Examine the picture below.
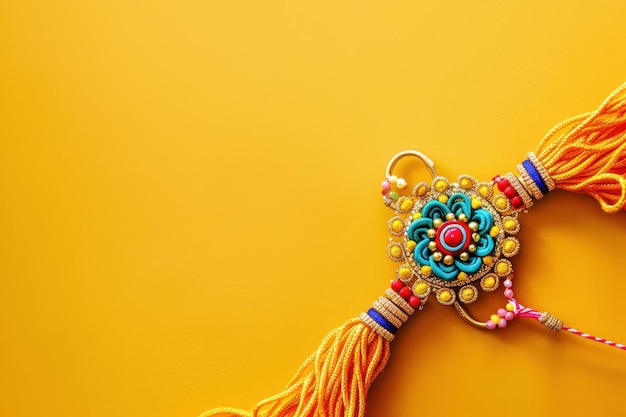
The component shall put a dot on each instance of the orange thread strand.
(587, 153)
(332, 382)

============================================================

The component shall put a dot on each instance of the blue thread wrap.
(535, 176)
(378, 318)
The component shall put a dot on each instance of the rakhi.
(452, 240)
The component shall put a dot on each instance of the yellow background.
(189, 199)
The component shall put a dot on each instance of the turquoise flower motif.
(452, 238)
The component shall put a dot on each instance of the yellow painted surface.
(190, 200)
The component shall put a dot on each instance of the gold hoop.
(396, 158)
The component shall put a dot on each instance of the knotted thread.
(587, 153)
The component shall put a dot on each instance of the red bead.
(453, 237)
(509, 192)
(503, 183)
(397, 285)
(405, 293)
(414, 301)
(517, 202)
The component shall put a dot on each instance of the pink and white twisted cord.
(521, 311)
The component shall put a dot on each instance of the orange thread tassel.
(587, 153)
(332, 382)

============================================================

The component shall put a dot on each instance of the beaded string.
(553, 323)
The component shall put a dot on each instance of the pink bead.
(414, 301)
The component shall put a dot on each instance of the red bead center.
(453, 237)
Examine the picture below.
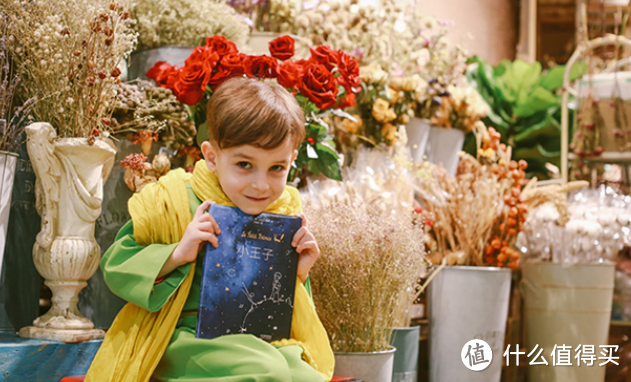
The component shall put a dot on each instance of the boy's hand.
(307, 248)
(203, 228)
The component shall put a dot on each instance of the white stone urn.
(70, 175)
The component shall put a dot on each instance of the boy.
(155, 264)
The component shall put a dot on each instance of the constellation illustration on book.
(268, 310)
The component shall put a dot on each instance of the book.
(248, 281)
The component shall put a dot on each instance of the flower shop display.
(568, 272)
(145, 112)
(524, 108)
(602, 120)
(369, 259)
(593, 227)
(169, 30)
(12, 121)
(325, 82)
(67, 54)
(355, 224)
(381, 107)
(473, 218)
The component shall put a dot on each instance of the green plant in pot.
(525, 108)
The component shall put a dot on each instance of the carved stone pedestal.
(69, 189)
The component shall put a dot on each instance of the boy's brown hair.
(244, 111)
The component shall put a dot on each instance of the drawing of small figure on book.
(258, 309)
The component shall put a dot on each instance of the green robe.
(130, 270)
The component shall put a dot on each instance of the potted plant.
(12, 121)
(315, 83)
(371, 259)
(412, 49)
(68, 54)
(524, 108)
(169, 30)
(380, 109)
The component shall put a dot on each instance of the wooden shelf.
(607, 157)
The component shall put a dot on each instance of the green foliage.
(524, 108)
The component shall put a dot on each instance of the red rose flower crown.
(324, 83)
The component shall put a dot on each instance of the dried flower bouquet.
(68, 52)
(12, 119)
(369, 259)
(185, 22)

============================================================

# What this task involves:
Report how many lines in the items contain the string "stone", matching case exactly. Give only the number.

# Result for this task:
2